═════ Source excerpt

Logo Questions Linux Laravel Mysql Ubuntu Git Menu
 

Don't understand Python's csv.reader object

I've come across a behavior in python's built-in csv module that I've never noticed before. Typically, when I read in a csv, it's following the doc's pretty much verbatim, using 'with' to open the file then looping over the reader object with a 'for' loop. However, I recently tried iterating over the csv.reader object twice in a row, only to find out that the second 'for' loop did nothing.

import csv

with open('smallfriends.csv','rU') as csvfile:
readit = csv.reader(csvfile,delimiter=',')

══════════

## Brief
In the forum question about Python's csv.reader, why does the writer normally open the file with 'with' and then loop over the reader with a 'for' loop?

═════ Collected material

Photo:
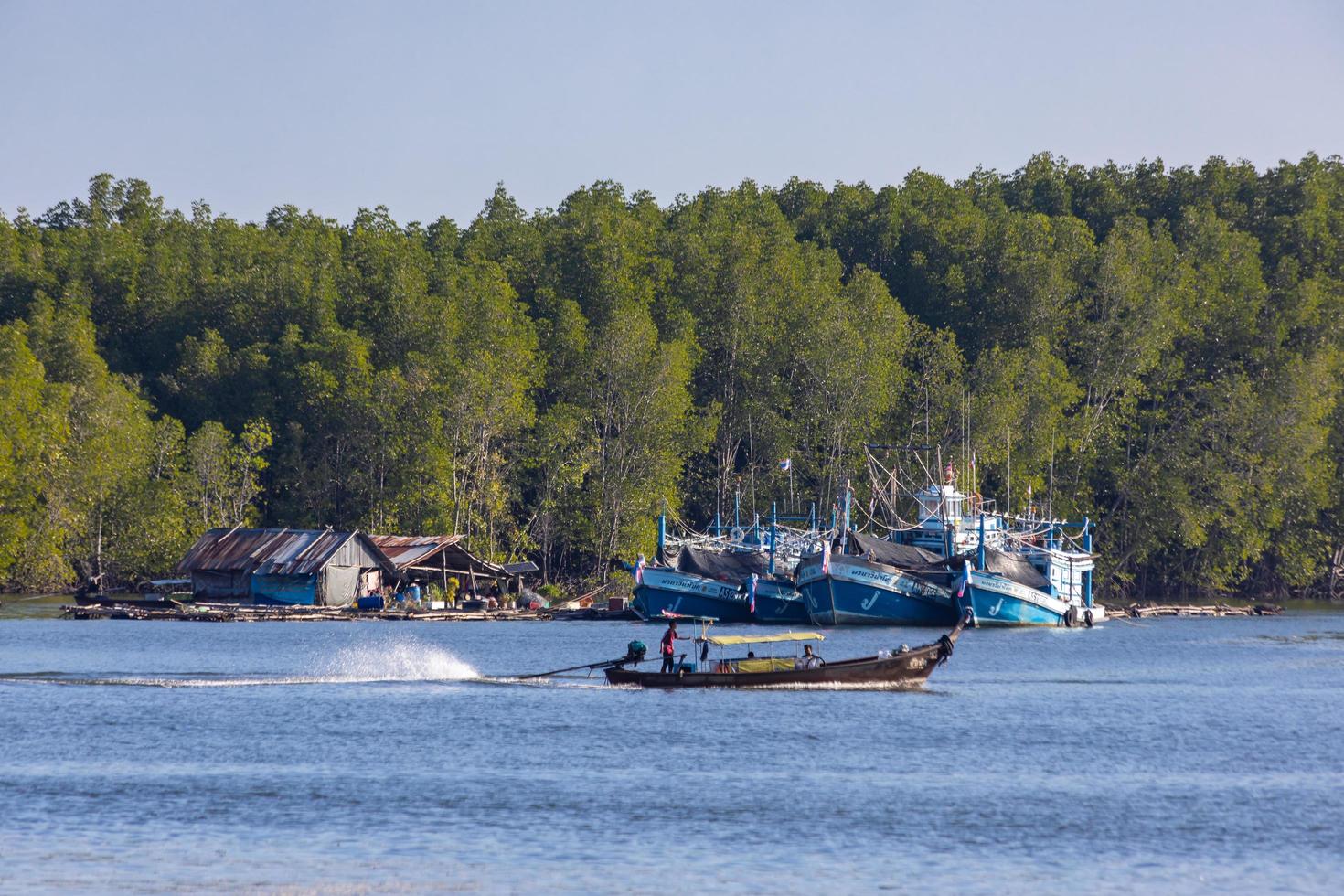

══════════

## Task result
The writer normally reads a CSV that way because they follow the documentation pretty much verbatim. Using 'with' to open the file and a 'for' loop over the reader object is the pattern the docs show.